## BEGIN PAGE EXCERPT

Knife Review : Randall #1 and #5


Specifications

The Randall #1, "All purpose fighting knife", is forged from O1 tool steel and through hardened to 55/56 HRC. The blade is 1/4" with a full distal taper and weighs 265 g, 465 g in the leather sheath.

This one has an eight inch blade, which is sharpened for 6 3/4" of its length. The blade is 1 1/8" wide, with a sabre flat grind which is 5/8" high tapering to a 0.025-0.035" thick edge, ground at 14-16 degrees per side.

The knife balances one inch in front of the guard. A shot of this well used blade :

Image hosted by Photobucket.com

The Randall #5, "small camp and trail knife", is forged from 440B stainless steel, through hardened to 56/57 HRC. The knife has a sabre flat grind, 5/8" high on a blade which is 1 1/8" wide. The knife is a quarter inch thick, with a ful distal taper, and weighs 240 g, 380 g in the leather sheath.

The edge is from 0.008-0.015" thick and ground at 15-17 degrees per side. This one is well used and sharpened, this isn't the new in box profile from Randall. The knife balances neutrally on the index finger. A shot of this well used knife :

Image hosted by Photobucket.com

If you are one of the half a dozen people who have never heard of Randall knives then before reading further check out the Randall Made Knives website.

Stock testing

A few quick tests done to gauge various aspects of the blades performance. They provide solid information about the ability of the knife in a few hours. However they ignore several aspects of performance which can only be evaluated with extended use, such as grip ergonomics and many durability and edge retention aspects.

Sharpness

The Randalls were used so no comments could be made on new in box factory sharpness. There was however no problem in obtaining a razor edge on the knife with minimal effort.

## END PAGE EXCERPT
## BEGIN RAW RECORDS

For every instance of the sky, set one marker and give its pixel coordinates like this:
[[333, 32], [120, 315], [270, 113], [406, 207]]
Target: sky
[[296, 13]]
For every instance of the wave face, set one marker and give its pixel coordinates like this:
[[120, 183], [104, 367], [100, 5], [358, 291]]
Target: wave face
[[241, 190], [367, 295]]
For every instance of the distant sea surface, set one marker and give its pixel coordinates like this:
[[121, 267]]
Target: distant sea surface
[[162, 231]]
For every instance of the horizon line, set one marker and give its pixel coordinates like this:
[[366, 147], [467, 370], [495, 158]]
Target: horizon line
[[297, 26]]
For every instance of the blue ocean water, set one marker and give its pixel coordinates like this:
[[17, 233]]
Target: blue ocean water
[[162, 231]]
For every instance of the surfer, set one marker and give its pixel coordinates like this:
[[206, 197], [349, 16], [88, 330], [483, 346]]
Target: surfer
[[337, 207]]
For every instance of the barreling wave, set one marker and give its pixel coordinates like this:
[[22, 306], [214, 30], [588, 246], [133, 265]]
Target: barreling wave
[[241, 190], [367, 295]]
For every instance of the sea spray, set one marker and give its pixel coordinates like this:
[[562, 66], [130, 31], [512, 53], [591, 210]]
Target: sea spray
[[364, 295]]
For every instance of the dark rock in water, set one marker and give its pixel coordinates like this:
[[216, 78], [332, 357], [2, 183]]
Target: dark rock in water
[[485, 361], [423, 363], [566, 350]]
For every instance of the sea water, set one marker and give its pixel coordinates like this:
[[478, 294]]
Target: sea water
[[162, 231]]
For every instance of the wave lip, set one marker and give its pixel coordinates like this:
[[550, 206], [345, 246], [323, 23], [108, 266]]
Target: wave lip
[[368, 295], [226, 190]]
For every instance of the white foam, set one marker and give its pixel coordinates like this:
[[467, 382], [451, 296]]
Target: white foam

## END RAW RECORDS

**SHORT PROBLEM**
According to the knife review, from what steel is the Randall #5 forged?

**ANSWER IN FULL**
440B stainless steel.